Records from a dataset
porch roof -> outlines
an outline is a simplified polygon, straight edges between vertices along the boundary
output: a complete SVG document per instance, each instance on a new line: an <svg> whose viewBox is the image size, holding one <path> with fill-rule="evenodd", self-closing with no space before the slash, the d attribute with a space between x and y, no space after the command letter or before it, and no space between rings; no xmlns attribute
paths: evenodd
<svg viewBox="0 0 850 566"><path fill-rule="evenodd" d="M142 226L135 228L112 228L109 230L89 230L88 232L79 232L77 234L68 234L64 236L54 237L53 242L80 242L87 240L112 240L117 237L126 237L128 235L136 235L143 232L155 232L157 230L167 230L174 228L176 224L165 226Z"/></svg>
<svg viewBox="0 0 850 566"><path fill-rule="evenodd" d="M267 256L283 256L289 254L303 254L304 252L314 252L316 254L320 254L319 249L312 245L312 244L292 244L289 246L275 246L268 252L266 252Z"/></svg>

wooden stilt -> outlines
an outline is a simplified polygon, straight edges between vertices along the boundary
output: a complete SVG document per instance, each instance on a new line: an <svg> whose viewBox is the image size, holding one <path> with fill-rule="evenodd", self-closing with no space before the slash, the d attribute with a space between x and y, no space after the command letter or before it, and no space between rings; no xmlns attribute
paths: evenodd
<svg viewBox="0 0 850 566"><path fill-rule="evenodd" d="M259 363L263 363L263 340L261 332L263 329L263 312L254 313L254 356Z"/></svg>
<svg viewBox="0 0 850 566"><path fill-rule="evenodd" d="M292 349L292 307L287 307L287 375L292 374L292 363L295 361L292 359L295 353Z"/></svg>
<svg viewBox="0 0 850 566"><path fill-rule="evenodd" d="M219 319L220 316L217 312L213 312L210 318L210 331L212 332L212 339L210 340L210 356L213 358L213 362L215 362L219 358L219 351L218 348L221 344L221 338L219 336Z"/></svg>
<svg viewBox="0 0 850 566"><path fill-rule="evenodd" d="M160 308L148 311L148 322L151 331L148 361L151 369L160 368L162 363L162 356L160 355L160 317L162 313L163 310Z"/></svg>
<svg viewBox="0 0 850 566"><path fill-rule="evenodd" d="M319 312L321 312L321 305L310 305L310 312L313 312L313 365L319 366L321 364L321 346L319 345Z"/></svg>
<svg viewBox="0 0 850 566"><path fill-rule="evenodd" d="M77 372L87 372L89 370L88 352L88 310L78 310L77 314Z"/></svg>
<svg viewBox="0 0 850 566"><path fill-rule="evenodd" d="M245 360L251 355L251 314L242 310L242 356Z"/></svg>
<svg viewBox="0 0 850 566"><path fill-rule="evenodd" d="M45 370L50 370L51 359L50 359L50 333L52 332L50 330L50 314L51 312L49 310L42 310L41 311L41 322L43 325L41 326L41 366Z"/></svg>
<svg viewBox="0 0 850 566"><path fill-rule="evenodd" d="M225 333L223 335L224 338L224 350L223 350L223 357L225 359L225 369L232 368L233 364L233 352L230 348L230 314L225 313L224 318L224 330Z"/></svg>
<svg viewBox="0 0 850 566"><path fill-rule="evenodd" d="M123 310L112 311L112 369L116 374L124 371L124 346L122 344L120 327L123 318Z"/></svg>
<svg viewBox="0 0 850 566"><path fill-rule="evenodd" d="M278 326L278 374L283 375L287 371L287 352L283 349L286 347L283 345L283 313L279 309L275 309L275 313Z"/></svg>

The problem — Update the data above by replacing "wooden stilt" with "wooden pole" wherever it occurs. Leave every other part unchanged.

Exercise result —
porch roof -> outlines
an outline is a simplified polygon, straight edges between vertices along the boundary
output: a complete SVG document per instance, each instance on a new line: an <svg> whose viewBox is the image size, holding one <path> with fill-rule="evenodd", self-closing with no space before the slash, the d attribute with a space between x and y, no space after the command letter or before it, and no space between rings; no xmlns attribute
paths: evenodd
<svg viewBox="0 0 850 566"><path fill-rule="evenodd" d="M142 226L135 228L112 228L109 230L89 230L88 232L79 232L77 234L68 234L64 236L54 237L53 242L80 242L87 240L112 240L117 237L126 237L128 235L136 235L143 232L155 232L157 230L167 230L174 228L176 224L165 226Z"/></svg>
<svg viewBox="0 0 850 566"><path fill-rule="evenodd" d="M267 256L283 256L289 254L303 254L304 252L314 252L316 254L320 254L319 249L312 245L312 244L292 244L289 246L275 246L268 252L266 252Z"/></svg>

wooden pole -> outlines
an outline is a simplified polygon, straight edges between vertices along the boundary
output: a complete SVG document per instance, each instance on a new line: an <svg> whose viewBox is the image size, holding one <path> with fill-rule="evenodd", self-closing with no space before the slash, the d attribute with a space between x and y, no space after the command letter or before it, and no space between rings; no xmlns attribute
paths: evenodd
<svg viewBox="0 0 850 566"><path fill-rule="evenodd" d="M259 363L263 363L263 340L261 332L263 329L263 312L254 313L254 356Z"/></svg>
<svg viewBox="0 0 850 566"><path fill-rule="evenodd" d="M292 349L292 307L287 307L287 375L292 374L292 363L295 361L292 359L295 353Z"/></svg>
<svg viewBox="0 0 850 566"><path fill-rule="evenodd" d="M219 319L220 316L217 312L213 312L210 318L210 331L212 332L212 339L210 340L210 356L213 358L213 362L215 362L219 358L219 351L218 348L221 344L221 338L219 336Z"/></svg>
<svg viewBox="0 0 850 566"><path fill-rule="evenodd" d="M160 308L148 311L148 322L151 331L148 361L151 369L160 368L162 363L162 356L160 355L160 317L162 313L163 310Z"/></svg>
<svg viewBox="0 0 850 566"><path fill-rule="evenodd" d="M319 312L321 312L321 305L310 305L310 312L313 312L313 365L319 366L321 364L321 346L319 345Z"/></svg>
<svg viewBox="0 0 850 566"><path fill-rule="evenodd" d="M77 372L87 372L89 370L88 352L88 310L78 310L77 314Z"/></svg>
<svg viewBox="0 0 850 566"><path fill-rule="evenodd" d="M245 360L251 355L251 314L242 310L242 356Z"/></svg>
<svg viewBox="0 0 850 566"><path fill-rule="evenodd" d="M45 370L50 370L51 359L50 359L50 333L52 332L50 330L50 314L51 312L49 310L42 310L41 311L41 322L43 325L41 326L41 366Z"/></svg>
<svg viewBox="0 0 850 566"><path fill-rule="evenodd" d="M225 333L223 335L224 338L224 350L223 350L223 357L225 359L225 369L232 368L233 364L233 352L230 348L230 314L225 313L224 318L224 330Z"/></svg>
<svg viewBox="0 0 850 566"><path fill-rule="evenodd" d="M123 310L112 311L112 369L116 374L124 371L124 346L122 344L120 327L123 318Z"/></svg>
<svg viewBox="0 0 850 566"><path fill-rule="evenodd" d="M278 326L278 374L283 375L287 371L287 352L283 349L286 347L283 345L283 313L279 309L275 309L275 313Z"/></svg>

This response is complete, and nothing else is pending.